Passage for review:
==========

Picture a moment in space and time. It can be anywhere and anywhen. It could be aeons ago, long before the first upwardly mobile fish ever unlocked the ability to walk on land, or it could be a few centuries into the future, during the 31st term of President Trump Al Saud. However far-flung the scenario, frame it in your mind and I'll make you a promise: Ubisoft is there. Ubisoft has always been there. Waiting for you, with a sackful of fast travel points and upgrade materials, pop-up escort missions and fluidly chaining takedowns.
If Far Cry: Primal is proof of anything it's that there is no epoch that can't be translated into the affable lingo of the Ubisoft open worlder, give or take the odd period idiom. The "explore, destroy, colonise" rhythms of previous Far Cries settle into place around this one's Stone Age premise like a white blood cell engulfing an exotic bacterium. What, were you expecting a mere 10,000 years to really change anything, other than the names we give to things like grenades, grappling hooks and throwing knives? Ha ha ha! It is already too late.
A rather downbeat opening, that, for a review of a game I would otherwise deem "fun". But the critical drawback of Primal's dramatic set-change is that the recycled mechanics, narrative beats and themes really do stick in the craw. It's deflating because if you squint, you can just about see the shape of something radical through the tissues of a spin-off seemingly knocked out to hold the fort while Far Cry 5 gestates: a hunting sandbox that mixes Ubisoft Montreal's knack for accessible tactical combat with the stringency of a true-blue survival sim, and which turns Far Cry 3's love affair with clashing AI variables into a game about mastering an ecology.

==========

Aim of the task: List every game title named in the Far Cry: Primal review. You can ignore the records.

==========

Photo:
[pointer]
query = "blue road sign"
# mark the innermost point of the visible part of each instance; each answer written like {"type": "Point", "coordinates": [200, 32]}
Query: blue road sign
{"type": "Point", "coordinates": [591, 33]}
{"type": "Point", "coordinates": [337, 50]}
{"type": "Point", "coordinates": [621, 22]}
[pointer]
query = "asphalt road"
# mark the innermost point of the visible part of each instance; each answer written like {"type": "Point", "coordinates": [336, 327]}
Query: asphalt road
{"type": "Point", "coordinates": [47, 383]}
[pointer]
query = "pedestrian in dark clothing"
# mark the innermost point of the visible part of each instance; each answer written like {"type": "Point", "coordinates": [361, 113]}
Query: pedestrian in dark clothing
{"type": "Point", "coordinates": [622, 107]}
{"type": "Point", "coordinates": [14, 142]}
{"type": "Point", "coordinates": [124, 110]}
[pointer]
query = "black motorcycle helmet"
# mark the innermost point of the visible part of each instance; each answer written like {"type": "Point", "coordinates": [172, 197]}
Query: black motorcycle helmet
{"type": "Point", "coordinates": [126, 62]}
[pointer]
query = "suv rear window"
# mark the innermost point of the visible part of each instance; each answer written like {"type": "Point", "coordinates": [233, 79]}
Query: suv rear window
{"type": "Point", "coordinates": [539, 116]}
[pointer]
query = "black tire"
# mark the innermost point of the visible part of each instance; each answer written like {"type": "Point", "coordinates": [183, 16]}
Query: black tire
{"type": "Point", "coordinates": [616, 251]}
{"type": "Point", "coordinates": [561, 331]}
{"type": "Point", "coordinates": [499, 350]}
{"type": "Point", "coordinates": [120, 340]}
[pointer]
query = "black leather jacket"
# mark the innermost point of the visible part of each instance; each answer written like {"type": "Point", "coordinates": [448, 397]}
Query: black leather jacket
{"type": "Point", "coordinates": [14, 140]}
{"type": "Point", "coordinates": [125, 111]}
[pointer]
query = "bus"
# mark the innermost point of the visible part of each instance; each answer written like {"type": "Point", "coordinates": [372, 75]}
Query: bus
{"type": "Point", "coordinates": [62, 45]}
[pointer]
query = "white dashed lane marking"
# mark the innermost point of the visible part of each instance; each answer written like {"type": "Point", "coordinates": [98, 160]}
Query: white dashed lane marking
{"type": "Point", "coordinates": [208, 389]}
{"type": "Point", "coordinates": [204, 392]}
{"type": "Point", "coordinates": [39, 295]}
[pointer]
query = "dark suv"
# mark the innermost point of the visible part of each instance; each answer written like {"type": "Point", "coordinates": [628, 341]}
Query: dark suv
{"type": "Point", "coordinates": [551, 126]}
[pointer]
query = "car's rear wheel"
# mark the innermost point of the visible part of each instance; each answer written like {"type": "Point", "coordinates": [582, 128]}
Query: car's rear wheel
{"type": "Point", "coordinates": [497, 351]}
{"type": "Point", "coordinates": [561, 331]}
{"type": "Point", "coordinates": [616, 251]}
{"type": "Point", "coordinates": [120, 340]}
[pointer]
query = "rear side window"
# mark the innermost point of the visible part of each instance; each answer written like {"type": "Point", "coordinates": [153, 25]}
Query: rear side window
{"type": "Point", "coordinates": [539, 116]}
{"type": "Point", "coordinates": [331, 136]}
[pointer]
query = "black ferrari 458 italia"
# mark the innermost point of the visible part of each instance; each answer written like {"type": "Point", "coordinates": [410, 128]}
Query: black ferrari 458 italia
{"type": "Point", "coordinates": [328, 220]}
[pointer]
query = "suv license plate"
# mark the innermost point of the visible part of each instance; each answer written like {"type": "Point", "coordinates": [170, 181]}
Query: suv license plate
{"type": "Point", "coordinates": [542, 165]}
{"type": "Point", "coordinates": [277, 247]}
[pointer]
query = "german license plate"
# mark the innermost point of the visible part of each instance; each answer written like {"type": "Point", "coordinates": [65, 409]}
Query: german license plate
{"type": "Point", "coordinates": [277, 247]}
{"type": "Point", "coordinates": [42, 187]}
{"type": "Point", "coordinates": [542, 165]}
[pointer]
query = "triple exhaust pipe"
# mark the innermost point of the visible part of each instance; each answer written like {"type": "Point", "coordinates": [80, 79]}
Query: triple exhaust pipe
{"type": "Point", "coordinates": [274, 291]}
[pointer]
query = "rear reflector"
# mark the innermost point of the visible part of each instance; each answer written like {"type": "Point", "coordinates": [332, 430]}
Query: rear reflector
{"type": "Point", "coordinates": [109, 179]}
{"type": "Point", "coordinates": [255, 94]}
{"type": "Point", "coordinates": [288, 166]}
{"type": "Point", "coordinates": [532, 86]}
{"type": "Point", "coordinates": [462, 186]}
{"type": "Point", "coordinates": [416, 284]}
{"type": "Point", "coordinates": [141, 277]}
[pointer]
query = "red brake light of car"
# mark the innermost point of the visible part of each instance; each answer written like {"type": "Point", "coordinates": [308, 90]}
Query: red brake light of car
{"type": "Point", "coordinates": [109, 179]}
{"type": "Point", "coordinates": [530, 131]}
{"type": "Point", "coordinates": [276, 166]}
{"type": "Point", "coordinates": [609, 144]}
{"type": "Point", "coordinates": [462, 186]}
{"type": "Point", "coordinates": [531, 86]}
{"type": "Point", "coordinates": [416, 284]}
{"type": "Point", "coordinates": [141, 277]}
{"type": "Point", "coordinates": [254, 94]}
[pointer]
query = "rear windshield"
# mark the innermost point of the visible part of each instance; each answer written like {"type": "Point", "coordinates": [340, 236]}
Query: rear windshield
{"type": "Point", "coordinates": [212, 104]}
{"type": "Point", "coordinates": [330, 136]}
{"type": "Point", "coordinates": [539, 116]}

==========

Result of this task:
Far Cry: Primal
Far Cry 5
Far Cry 3